Can you copy out the rows below verbatim, beginning at the line that contains "Sports replay analysis: pinpoint the parking" and stopping after the line that contains "(27, 242), (51, 269)"?

• Available data:

⟨

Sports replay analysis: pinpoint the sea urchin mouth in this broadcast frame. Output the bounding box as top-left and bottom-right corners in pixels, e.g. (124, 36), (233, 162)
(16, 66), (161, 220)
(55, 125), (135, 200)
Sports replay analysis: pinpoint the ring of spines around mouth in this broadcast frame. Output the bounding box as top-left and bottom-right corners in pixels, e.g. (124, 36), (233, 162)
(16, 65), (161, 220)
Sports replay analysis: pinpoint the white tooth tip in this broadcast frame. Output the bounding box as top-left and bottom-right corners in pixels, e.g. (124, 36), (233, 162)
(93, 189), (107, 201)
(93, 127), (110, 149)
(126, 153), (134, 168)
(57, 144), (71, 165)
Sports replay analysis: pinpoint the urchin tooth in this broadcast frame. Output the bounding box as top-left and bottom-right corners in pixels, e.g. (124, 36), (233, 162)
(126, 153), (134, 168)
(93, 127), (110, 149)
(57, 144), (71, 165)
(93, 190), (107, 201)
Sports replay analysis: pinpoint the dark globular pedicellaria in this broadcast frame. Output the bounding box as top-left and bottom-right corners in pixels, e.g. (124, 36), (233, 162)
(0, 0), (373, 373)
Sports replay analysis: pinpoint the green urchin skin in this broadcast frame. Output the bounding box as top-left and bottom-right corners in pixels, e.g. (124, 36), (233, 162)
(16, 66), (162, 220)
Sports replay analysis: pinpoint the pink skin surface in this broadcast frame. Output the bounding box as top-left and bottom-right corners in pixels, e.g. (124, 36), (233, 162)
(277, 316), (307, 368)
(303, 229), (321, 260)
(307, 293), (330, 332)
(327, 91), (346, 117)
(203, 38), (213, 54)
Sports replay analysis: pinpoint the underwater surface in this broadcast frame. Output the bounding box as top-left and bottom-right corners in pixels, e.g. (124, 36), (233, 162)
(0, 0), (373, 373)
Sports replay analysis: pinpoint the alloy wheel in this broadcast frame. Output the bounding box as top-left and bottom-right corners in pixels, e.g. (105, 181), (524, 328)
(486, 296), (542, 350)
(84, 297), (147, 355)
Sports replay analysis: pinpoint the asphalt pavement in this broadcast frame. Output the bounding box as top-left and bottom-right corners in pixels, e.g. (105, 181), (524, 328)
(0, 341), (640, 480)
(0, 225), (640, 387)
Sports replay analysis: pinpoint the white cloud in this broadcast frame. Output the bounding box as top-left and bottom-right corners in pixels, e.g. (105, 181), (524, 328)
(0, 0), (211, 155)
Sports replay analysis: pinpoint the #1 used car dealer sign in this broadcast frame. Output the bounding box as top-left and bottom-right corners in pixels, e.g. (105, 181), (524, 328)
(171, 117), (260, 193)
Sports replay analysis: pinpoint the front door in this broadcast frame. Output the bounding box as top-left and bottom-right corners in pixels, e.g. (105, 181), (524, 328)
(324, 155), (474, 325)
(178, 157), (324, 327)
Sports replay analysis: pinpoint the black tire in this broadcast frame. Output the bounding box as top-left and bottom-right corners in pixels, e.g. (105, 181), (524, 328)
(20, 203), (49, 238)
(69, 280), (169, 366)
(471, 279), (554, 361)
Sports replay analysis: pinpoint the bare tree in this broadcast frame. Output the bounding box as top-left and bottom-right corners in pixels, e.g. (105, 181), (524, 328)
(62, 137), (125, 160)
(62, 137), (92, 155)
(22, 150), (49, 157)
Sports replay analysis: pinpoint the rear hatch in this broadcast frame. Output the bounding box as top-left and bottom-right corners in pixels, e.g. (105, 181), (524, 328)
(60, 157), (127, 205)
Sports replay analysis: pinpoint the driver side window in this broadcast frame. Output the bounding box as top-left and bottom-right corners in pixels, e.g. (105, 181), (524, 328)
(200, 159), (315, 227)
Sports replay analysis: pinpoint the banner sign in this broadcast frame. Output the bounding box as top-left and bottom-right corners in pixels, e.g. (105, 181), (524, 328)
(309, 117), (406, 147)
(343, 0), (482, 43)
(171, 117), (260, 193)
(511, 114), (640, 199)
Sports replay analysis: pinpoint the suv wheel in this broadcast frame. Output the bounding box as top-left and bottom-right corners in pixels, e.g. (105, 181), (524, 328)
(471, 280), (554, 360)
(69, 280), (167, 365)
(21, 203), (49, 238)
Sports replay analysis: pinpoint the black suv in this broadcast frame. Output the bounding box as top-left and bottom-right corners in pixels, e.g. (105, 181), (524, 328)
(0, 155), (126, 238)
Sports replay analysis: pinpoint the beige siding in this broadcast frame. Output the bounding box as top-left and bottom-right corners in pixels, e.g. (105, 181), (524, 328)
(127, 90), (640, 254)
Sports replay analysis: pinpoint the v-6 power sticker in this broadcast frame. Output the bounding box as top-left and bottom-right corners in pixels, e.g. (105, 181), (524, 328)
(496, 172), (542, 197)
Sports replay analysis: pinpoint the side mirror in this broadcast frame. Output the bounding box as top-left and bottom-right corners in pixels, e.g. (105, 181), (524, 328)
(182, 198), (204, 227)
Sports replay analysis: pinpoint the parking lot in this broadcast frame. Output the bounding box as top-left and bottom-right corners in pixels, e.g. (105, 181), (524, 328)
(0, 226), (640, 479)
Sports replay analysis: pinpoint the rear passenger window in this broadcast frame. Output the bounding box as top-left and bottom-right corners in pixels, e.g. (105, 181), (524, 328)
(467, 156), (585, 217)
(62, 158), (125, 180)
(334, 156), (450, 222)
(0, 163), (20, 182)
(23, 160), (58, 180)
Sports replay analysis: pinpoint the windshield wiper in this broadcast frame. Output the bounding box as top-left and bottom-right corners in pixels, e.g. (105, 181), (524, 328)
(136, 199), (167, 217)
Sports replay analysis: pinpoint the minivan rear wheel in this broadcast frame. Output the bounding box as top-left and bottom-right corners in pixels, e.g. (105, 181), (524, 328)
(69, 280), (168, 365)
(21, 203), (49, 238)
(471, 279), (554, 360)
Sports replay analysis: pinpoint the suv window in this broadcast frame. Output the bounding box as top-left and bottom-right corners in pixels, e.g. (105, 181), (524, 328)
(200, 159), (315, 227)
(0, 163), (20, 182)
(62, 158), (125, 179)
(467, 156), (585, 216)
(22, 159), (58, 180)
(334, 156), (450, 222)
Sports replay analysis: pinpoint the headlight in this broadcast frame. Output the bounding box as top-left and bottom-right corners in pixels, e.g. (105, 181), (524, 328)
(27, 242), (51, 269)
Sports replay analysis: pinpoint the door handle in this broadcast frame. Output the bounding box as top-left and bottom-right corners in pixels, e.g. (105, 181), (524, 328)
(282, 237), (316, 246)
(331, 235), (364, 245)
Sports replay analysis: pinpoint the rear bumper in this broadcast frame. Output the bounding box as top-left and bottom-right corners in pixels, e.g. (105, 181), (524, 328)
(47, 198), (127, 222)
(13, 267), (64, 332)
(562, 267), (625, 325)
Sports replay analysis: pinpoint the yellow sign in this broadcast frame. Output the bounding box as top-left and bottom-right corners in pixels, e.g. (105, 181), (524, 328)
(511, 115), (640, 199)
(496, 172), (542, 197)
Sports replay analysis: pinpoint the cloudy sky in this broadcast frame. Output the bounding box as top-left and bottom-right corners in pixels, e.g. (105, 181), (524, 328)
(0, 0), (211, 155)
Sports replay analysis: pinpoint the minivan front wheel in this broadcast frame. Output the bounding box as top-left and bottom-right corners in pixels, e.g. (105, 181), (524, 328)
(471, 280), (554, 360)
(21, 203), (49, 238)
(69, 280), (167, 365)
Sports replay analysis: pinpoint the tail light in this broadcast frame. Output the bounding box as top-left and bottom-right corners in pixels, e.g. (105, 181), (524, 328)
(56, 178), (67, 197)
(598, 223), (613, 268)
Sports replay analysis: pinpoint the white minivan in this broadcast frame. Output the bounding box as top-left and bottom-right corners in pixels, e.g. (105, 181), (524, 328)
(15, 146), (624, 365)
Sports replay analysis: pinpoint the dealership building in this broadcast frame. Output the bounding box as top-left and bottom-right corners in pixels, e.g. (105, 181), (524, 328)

⟩

• Solution to the exercise:
Sports replay analysis: pinpoint the parking lot in this broadcast frame. Output the bounding box as top-left and bottom-right corners in pixels, e.g. (105, 181), (524, 328)
(0, 226), (640, 479)
Sports replay analysis: pinpoint the rear passenger window in this broadcast frame. Output the bounding box as top-left and bottom-right corners in pixels, e.g. (105, 181), (524, 328)
(467, 156), (585, 217)
(62, 158), (125, 180)
(334, 156), (450, 222)
(0, 163), (20, 182)
(23, 160), (58, 180)
Sports replay analysis: pinpoint the windshield wiper in this broadcast frame. Output the bounding box as top-left and bottom-right corners in pixels, e.g. (105, 181), (524, 328)
(136, 199), (167, 217)
Sports replay analysis: pinpoint the minivan rear wheel in this broadcast frame. Output the bounding box as top-left and bottom-right corners in pixels, e.g. (105, 181), (524, 328)
(69, 280), (168, 365)
(21, 203), (49, 238)
(471, 279), (554, 360)
Sports replay analysis: pinpoint the suv window in this broadcast frame. Output the bounding box as top-left and bottom-right corners in pixels, e.g. (105, 181), (524, 328)
(200, 159), (315, 227)
(0, 163), (20, 182)
(62, 158), (125, 179)
(467, 156), (585, 216)
(22, 159), (58, 180)
(334, 156), (450, 222)
Sports replay analysis: pinpoint the headlight in this broadcast frame. Output the bounding box as top-left and bottom-right corners in pixels, e.g. (105, 181), (524, 328)
(27, 242), (51, 269)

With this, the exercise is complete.